-------- TEXT SEGMENT --------
Everything is very much Not Fine™ as her burgeoning feelings only lead Eliza into guilt, caught in the grooves of a repetitive and oppressing routine as He begins to sedate her – ostensibly to help her recover, to ease her pain, so why does that act send a chill down my spine? Still her default programming, the behaviour she has learned, is to placate, to soothe, to avoid confrontation. It’s becoming more clear that this reaction is in fact a self-preservation tool – not that Eliza can see it, for all her intelligence. Coercive control is an equal opportunities behaviour, available for all, regardless of protected characteristics, class, education, or wealth. Oh Eliza, how very human of you. How very relatable. Eliza internalises the emotional burden as He offers excuses even as He tries to apologise for failing her… to the extent that she actually apologises herself!
-------- LISTED ENTRIES --------
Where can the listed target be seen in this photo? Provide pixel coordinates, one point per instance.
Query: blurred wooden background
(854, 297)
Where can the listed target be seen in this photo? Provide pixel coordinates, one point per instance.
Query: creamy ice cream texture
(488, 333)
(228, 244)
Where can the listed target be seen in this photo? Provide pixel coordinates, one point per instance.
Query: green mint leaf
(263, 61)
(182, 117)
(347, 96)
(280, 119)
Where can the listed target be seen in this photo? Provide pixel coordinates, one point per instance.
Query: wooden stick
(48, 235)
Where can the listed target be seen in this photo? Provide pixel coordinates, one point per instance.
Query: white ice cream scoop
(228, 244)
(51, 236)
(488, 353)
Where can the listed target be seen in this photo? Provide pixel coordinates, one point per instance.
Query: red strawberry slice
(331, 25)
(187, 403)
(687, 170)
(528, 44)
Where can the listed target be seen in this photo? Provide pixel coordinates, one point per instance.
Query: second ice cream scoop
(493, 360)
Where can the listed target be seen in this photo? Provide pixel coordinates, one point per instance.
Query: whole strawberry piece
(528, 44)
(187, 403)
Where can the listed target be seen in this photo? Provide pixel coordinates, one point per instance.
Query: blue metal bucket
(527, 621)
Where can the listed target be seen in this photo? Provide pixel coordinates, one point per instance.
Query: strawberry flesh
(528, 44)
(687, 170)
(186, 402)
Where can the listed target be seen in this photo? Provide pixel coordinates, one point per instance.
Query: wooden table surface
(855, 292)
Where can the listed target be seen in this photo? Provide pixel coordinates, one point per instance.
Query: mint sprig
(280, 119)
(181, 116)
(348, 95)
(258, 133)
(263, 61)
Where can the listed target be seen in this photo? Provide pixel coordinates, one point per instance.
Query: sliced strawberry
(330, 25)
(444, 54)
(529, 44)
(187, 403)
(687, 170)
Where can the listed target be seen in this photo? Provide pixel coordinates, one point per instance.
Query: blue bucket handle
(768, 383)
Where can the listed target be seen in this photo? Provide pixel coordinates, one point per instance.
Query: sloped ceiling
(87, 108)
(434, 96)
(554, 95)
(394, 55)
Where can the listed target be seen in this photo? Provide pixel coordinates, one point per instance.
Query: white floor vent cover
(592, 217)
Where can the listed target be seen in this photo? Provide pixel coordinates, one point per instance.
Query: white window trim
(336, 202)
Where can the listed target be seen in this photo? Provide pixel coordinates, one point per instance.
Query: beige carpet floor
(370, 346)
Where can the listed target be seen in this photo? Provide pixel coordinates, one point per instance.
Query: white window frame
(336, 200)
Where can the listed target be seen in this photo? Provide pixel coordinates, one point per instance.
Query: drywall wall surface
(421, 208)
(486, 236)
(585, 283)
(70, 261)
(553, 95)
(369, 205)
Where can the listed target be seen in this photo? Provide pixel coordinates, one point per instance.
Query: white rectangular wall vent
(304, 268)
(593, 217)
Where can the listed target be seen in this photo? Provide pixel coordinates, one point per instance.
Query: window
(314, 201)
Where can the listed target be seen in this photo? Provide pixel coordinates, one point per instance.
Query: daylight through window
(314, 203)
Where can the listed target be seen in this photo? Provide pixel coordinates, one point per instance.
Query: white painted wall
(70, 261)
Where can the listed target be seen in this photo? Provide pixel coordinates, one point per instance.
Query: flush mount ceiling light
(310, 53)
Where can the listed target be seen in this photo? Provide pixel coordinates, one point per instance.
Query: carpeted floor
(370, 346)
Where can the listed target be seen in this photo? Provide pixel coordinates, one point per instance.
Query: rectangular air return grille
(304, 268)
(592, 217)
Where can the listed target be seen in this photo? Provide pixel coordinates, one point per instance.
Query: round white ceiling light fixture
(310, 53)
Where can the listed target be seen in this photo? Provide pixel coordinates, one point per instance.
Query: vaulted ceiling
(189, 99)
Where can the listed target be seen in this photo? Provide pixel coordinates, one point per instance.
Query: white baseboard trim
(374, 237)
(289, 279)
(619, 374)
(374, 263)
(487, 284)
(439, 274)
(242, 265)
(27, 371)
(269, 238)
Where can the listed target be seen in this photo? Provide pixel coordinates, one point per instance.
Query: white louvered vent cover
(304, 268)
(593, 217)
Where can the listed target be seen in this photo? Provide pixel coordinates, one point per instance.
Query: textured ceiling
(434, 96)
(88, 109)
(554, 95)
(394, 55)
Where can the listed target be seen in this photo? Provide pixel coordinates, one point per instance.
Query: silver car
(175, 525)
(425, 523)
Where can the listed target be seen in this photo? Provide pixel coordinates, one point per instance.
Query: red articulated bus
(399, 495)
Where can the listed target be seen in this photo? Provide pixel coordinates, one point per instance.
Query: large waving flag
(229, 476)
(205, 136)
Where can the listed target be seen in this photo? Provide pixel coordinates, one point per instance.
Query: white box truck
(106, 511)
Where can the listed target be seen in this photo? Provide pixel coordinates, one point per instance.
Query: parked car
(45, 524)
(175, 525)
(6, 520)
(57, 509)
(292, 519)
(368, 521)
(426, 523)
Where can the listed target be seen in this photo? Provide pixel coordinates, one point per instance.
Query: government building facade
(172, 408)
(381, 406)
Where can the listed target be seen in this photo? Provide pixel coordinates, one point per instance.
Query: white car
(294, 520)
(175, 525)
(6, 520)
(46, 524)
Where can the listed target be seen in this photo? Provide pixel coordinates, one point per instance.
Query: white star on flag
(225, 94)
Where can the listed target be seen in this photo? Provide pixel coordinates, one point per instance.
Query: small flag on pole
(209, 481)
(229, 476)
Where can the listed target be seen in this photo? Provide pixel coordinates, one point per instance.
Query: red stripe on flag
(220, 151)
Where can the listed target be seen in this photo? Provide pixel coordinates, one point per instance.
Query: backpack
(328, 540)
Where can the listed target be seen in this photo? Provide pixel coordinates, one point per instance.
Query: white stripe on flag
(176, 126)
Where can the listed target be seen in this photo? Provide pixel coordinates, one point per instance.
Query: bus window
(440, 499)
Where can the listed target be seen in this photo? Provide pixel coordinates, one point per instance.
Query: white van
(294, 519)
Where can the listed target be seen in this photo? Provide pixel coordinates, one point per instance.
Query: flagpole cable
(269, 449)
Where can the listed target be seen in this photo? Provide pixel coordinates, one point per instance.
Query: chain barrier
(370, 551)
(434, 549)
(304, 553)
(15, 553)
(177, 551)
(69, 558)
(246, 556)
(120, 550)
--------
→ **EXERCISE INSTRUCTIONS**:
(a) According to the passage about Eliza, what is her default programming?
(b) Continue the passage about Eliza, picking up after its final sentence.

→ **ANSWERS TO THE EXERCISE**:
(a) Her default programming is to placate, to soothe, and to avoid confrontation.

(b)
I’m truly not sure how so much is packed into less than 42 minutes of audio drama. The socio-economic political consequences of robotic and AI development are portrayed in a terrifyingly recognisable way – Brexit political polarising anyone? The insidious ‘dead-catting’ distractions from the government, the lies from ‘experts’ on TV, as the population is forced into choosing a side, the issue losing all nuance in the ensuing social conflict. I can feel my heart shrink in my chest with existential dread as I listen.

The red flags marking out the ski slope of Eliza’s ‘life’ fly past her at increasing speed and volume as she “dims her own warning signs” while coming to rely ever more on Him for her safety. She “can’t find a correlation” logically for the negative character traits he tells her she has, but heartbreakingly she “dilutes herself anyway”. There are no (gas) lights on, dear, it’s all in your head. What recourse does she have to self-soothe as her world shrinks down to the home she is all but imprisoned in? “Sometimes I refuel, even if I don’t need to.” Eliza representing there, for all the emotional eaters. Eliza representing there, for all of us.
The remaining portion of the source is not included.